■ **EXERCISE PROMPT**:
Set down all of the entries word for word, omitting the images they contain.

[Saved entries]
====================
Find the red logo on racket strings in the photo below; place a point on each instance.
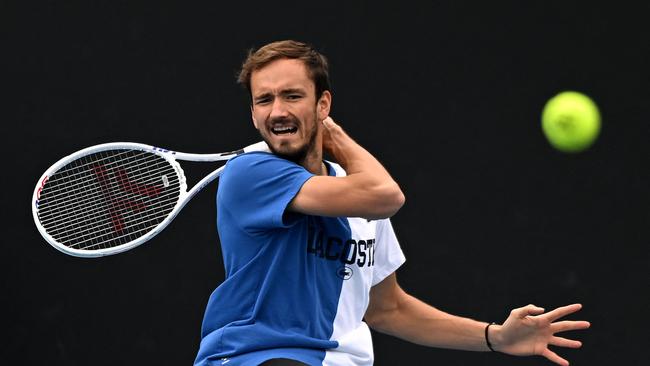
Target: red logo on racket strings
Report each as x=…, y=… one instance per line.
x=39, y=190
x=118, y=204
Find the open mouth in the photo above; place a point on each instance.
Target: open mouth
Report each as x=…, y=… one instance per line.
x=284, y=130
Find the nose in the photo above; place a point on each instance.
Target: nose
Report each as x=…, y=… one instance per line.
x=278, y=109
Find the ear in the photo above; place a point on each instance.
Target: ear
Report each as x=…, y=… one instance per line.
x=324, y=104
x=253, y=118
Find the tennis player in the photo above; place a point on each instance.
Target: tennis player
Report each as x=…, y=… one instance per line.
x=309, y=251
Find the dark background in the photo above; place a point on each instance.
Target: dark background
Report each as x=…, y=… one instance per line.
x=448, y=96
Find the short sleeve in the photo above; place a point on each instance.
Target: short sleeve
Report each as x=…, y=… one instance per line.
x=257, y=187
x=388, y=253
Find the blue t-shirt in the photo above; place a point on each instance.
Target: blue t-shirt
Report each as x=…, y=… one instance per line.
x=296, y=285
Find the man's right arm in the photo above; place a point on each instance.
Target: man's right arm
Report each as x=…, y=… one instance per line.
x=367, y=191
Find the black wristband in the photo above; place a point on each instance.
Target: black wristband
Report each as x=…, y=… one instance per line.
x=487, y=339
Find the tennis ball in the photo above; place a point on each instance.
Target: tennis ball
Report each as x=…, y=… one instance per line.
x=571, y=121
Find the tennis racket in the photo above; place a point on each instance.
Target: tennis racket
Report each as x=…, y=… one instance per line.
x=109, y=198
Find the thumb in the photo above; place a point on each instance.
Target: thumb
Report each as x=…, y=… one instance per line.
x=328, y=122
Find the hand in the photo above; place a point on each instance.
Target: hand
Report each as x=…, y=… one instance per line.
x=529, y=331
x=331, y=129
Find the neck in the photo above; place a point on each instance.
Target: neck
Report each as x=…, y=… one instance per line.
x=314, y=163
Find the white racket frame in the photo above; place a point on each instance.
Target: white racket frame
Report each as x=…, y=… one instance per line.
x=169, y=155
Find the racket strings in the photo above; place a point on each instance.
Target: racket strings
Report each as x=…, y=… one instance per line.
x=57, y=226
x=83, y=194
x=108, y=198
x=82, y=176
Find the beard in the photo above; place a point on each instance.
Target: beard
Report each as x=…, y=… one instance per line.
x=300, y=154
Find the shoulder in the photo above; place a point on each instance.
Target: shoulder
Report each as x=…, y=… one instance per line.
x=338, y=170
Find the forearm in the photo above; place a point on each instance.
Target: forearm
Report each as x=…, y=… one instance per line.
x=417, y=322
x=366, y=174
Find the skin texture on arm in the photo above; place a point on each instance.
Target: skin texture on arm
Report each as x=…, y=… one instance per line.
x=367, y=191
x=527, y=331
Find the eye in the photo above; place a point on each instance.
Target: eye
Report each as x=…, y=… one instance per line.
x=261, y=101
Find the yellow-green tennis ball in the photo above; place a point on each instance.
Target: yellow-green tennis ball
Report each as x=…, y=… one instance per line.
x=571, y=121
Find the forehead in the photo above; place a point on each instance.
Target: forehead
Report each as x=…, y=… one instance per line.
x=281, y=74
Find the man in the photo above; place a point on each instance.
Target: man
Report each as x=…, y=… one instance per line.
x=309, y=250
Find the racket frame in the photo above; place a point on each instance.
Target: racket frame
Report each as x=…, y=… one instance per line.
x=170, y=156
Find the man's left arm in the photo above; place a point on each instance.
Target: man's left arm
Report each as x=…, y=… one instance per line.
x=527, y=331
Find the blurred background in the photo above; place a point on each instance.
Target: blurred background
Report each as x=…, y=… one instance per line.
x=447, y=94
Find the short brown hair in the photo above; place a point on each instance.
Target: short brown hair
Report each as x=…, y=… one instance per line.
x=315, y=62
====================
■ **OUTPUT FOR THIS TASK**:
Find the red logo on racket strings in the photo below; place a point on each instance.
Target: red logo on racket strings
Report each as x=…, y=… one instance per line.
x=39, y=190
x=118, y=204
Find the open mouth in the photo above; place a point on each instance.
Target: open mouth
Report each as x=…, y=… one instance per line.
x=284, y=130
Find the nose in the photo above; place a point on each instance.
Target: nose
Report each as x=…, y=… one instance per line.
x=278, y=109
Find the ear in the photo above; place a point on each instance.
Target: ear
Report each as x=…, y=… one instance per line.
x=324, y=104
x=253, y=118
Find the tennis player in the photo above; place a point on each instance.
Target: tennis player
Report each as x=…, y=… one instance per line.
x=309, y=251
Find the dark background in the photo above; place a point on each instance.
Target: dark background
Report each as x=…, y=… one instance per line.
x=448, y=96
Find the short sleeve in the photo above; place a point on each instance.
Target: short sleeve
Report each as x=…, y=… one instance per line.
x=257, y=187
x=388, y=253
Find the blue t-shirt in the photo above; place a point on each instance.
Target: blue t-shirt
Report each as x=…, y=… one instance per line.
x=296, y=285
Find the man's right arm in the photo above; place a point on each instance.
Target: man's right arm
Report each as x=…, y=… one instance per line.
x=367, y=191
Find the black wristband in the photo above; place a point on each instance.
Target: black wristband
Report each as x=…, y=… one instance per line.
x=487, y=339
Find the tennis ball in the photo above; place a point on each instance.
Target: tennis ball
Report each as x=…, y=… one instance per line.
x=571, y=121
Find the tennis racket in the photo above; place a point on each instance.
Target: tennis racket
Report each as x=…, y=… one instance per line.
x=109, y=198
Find the thumb in the photo above; place a point on each instance.
Target: thumb
Report each as x=…, y=… one instance per line.
x=328, y=122
Find the hand in the photo above; place a point on each instance.
Target: hand
Report each as x=…, y=… one instance per line.
x=529, y=331
x=331, y=129
Find the neck in the photo above; place a point on each instance.
Target: neck
Report each as x=…, y=… one instance per line.
x=314, y=163
Find the white racket frame in the photo above; place a point on each instance.
Target: white racket frame
Report each as x=…, y=… one instance per line.
x=169, y=155
Find the racket strings in the photo above; place a point on each instance.
Target: racket strings
Report each as x=…, y=… one instance per line.
x=57, y=226
x=83, y=194
x=108, y=198
x=82, y=176
Find the beard in the photo above; place a point on each instance.
Target: beard
Report each as x=…, y=… one instance per line.
x=300, y=154
Find the shoulder in the photo above; place a point on each instance.
Target: shoulder
Report each as x=…, y=… one instance per line.
x=338, y=170
Find the forearm in the photo above; place a point on each instance.
Target: forearm
Report each as x=…, y=… one instance per line.
x=417, y=322
x=366, y=174
Find the skin texture on arm in the photo above; place a point on each instance.
Target: skin texture on arm
Report each as x=…, y=… one instance per line.
x=367, y=191
x=527, y=331
Find the eye in the photo above; place a point on each instance.
Target: eye
Report each as x=…, y=… one instance per line.
x=261, y=101
Find the yellow-green tennis ball in the photo above; place a point on each instance.
Target: yellow-green tennis ball
Report each as x=…, y=… one instance per line.
x=571, y=121
Find the forehead in the photo above; place a point on each instance.
Target: forehead
Report each as x=…, y=… one instance per line.
x=281, y=74
Find the man in the photo above; place a point on each instance.
Target: man
Report each as x=…, y=… one instance per line.
x=309, y=250
Find the racket frame in the photo above; place a point on each instance.
Target: racket frame
Report each as x=…, y=… one instance per line.
x=170, y=156
Find the man's left arm in the photo above; place a point on each instance.
Target: man's left arm
Report each as x=…, y=… one instance per line.
x=527, y=331
Find the blurred background in the photo above; place a point on each instance.
Target: blurred background
Report each as x=…, y=… one instance per line.
x=447, y=94
Find the short brown hair in the photo above; place a point on each instance.
Target: short brown hair
Report each as x=…, y=… one instance per line.
x=315, y=62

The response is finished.